**** SUPPLIED ENTRIES ****

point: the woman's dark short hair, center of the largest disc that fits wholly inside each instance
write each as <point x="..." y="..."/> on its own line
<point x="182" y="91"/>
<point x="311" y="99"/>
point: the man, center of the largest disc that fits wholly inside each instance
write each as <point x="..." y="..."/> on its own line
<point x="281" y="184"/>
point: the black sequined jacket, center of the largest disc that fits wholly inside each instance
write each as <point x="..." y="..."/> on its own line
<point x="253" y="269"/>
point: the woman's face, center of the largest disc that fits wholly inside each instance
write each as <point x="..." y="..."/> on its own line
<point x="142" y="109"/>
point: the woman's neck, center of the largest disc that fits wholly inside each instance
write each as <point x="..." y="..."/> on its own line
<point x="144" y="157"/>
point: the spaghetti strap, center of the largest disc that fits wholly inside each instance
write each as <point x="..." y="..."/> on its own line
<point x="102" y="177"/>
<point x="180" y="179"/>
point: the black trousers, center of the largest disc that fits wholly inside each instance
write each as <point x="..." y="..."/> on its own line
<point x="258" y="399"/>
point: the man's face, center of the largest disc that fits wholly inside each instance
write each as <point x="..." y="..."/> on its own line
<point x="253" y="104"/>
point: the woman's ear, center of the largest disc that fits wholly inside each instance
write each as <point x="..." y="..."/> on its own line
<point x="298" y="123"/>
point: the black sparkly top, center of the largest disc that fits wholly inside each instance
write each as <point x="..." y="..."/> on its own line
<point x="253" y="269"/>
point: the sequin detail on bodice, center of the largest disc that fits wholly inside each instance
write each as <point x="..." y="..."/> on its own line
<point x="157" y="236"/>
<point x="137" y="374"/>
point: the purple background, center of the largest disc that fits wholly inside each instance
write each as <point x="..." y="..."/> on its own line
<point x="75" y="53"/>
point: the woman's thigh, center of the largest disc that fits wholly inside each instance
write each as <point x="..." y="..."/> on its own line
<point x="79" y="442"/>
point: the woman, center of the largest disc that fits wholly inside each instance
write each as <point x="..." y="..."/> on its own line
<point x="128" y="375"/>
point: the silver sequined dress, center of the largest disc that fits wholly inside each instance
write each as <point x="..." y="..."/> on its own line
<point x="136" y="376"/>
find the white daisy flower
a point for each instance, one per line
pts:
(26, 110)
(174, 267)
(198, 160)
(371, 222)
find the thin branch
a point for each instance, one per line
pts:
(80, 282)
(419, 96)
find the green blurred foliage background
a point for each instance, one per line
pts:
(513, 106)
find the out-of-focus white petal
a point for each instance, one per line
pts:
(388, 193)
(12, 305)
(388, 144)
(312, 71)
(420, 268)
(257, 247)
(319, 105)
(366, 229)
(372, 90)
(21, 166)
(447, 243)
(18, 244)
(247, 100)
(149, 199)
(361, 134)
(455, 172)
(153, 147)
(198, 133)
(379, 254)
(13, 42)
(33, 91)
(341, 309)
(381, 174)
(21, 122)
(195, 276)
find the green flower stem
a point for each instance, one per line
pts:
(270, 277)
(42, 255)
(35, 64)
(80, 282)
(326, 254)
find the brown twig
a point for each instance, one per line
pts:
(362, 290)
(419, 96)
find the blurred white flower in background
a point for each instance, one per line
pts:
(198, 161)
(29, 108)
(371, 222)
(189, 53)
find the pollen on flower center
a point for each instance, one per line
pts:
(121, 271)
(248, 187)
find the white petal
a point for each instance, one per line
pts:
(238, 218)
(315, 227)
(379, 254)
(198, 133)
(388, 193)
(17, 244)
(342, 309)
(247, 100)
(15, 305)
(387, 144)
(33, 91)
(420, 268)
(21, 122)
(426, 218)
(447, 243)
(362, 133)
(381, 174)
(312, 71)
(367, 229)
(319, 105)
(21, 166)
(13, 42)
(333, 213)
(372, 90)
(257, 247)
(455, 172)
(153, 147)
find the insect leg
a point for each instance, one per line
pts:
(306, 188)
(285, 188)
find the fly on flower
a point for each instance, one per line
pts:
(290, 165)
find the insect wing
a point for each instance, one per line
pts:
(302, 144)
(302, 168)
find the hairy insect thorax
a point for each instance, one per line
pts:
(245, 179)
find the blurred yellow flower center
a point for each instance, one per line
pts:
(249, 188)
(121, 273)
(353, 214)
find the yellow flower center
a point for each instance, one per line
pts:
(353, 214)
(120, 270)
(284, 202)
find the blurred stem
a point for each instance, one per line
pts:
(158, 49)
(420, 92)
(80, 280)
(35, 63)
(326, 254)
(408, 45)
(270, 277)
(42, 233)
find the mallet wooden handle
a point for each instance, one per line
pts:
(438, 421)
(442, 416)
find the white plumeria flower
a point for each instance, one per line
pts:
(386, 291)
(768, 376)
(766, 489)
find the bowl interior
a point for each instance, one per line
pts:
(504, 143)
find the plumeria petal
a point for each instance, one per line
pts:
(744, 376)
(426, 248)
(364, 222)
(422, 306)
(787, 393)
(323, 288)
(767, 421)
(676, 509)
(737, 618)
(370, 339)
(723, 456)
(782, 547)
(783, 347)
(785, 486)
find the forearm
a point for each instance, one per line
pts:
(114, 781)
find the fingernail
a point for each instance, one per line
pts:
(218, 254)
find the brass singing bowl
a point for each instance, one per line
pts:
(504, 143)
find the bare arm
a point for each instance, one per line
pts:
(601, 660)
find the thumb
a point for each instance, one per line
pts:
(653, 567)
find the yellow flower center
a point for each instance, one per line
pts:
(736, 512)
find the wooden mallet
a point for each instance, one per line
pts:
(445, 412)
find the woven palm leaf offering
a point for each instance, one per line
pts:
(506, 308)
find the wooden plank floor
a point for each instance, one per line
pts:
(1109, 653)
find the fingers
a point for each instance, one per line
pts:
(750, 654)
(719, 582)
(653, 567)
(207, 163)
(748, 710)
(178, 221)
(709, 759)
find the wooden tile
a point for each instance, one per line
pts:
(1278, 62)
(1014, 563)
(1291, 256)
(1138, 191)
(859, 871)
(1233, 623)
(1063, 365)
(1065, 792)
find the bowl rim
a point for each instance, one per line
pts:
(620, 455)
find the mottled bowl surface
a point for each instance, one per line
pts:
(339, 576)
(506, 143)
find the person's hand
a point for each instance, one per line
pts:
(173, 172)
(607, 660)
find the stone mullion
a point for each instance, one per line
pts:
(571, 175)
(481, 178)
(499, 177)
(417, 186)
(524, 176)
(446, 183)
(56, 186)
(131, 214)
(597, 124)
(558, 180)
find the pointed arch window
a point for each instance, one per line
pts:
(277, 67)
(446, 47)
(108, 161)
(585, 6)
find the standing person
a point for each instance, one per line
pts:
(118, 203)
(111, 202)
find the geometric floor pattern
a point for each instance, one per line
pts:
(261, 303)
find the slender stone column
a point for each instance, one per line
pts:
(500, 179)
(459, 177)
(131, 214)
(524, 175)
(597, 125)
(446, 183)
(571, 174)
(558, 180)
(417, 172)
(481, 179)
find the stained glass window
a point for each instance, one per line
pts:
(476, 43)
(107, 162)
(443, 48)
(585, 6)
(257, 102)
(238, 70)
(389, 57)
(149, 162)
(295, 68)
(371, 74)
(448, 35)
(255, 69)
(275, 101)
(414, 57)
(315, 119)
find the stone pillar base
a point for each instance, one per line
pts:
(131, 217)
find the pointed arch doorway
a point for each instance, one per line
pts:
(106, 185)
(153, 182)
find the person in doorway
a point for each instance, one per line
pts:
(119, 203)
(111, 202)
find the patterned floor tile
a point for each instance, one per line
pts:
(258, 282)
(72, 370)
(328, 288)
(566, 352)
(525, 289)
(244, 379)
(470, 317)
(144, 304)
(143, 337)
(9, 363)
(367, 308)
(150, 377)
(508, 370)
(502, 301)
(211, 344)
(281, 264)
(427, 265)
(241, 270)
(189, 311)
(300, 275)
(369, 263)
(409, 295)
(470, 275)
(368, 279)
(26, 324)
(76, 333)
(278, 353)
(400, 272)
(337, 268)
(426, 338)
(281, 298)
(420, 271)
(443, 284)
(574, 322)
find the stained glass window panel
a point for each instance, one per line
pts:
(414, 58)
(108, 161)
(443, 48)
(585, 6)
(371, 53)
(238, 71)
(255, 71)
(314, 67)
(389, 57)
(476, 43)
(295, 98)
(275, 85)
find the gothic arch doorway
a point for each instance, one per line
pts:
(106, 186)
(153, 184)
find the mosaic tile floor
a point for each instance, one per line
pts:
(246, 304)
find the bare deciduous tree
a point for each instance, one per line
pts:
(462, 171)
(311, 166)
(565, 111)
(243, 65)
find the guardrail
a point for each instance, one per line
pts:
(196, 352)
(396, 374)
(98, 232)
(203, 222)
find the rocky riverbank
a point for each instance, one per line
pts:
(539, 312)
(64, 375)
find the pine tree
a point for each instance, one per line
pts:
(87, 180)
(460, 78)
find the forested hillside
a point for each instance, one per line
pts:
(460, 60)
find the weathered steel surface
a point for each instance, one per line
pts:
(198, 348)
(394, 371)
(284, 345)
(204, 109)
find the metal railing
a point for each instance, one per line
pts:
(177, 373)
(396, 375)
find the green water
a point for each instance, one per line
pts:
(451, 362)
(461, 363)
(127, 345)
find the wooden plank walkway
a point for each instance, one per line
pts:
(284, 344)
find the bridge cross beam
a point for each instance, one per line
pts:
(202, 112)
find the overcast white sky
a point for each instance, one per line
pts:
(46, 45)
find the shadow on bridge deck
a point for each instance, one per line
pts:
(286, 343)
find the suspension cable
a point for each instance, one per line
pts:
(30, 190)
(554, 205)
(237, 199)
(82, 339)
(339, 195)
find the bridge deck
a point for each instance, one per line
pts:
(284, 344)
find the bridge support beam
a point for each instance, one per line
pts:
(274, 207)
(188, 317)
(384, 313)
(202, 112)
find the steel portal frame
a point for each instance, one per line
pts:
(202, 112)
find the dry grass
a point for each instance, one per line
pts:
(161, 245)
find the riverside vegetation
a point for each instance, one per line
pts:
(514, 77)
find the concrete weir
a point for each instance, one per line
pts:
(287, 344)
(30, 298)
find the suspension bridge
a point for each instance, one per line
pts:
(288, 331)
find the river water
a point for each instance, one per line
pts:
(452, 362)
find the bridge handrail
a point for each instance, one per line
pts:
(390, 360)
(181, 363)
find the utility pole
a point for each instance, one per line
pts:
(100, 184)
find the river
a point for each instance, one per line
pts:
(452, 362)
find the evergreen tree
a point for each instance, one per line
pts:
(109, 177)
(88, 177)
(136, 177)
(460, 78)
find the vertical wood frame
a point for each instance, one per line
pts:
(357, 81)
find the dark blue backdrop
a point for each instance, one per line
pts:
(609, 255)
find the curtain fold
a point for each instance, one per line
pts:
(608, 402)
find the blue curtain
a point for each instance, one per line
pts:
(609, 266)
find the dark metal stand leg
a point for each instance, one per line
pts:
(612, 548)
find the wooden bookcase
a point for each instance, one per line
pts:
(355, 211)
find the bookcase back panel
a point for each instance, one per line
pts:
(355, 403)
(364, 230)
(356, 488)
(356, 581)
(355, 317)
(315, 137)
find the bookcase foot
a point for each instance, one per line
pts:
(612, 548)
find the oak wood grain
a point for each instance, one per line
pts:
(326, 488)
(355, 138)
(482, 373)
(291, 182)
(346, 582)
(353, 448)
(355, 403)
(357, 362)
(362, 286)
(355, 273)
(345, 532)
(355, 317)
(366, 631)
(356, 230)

****

§ **PROBLEM**: Output, unchanged, the lines from the line with "find the bridge deck" through the final line of the material.

§ **RIGHT ANSWER**:
find the bridge deck
a point for each instance, one per line
pts:
(284, 344)
find the bridge support beam
a point for each instance, one per line
pts:
(274, 207)
(188, 317)
(384, 313)
(202, 112)
find the steel portal frame
a point for each instance, one per line
pts:
(202, 112)
find the dry grass
a point for each instance, one per line
pts:
(161, 245)
find the riverside vegetation
a point for each instance, one per line
pts:
(514, 77)
find the concrete weir
a point for each instance, one per line
pts:
(287, 344)
(30, 298)
find the suspension bridge
a point for each instance, one per line
pts:
(288, 331)
find the river water
a point for each instance, one per line
pts:
(452, 362)
find the bridge handrail
a point for each instance, one per line
pts:
(390, 360)
(181, 363)
find the utility pole
a point for each instance, one per line
pts:
(100, 184)
find the river
a point for each instance, one per line
pts:
(452, 362)
find the evergreen tree
a point for each instance, one per line
pts:
(109, 177)
(88, 177)
(136, 177)
(460, 78)
find the vertical wood frame
a point for each instance, one per line
pts:
(357, 81)
find the dark blue backdrop
a point for each instance, one per line
pts:
(609, 255)
find the curtain fold
a point for each instance, one per line
pts:
(608, 402)
find the blue curtain
a point for each instance, one per line
pts:
(609, 266)
find the dark metal stand leg
a point for each instance, one per line
pts:
(612, 548)
find the wooden bookcase
a point for each instance, one per line
pts:
(355, 211)
find the bookcase back panel
a point for each instance, one per line
pts:
(355, 403)
(364, 230)
(356, 488)
(356, 581)
(355, 317)
(315, 137)
find the bookcase foot
a point for each instance, one per line
pts:
(612, 548)
find the oak wood grain
a point for each instance, one per line
pts:
(326, 488)
(355, 138)
(482, 373)
(291, 182)
(346, 582)
(353, 448)
(355, 403)
(357, 362)
(362, 286)
(355, 273)
(345, 532)
(355, 317)
(366, 631)
(356, 230)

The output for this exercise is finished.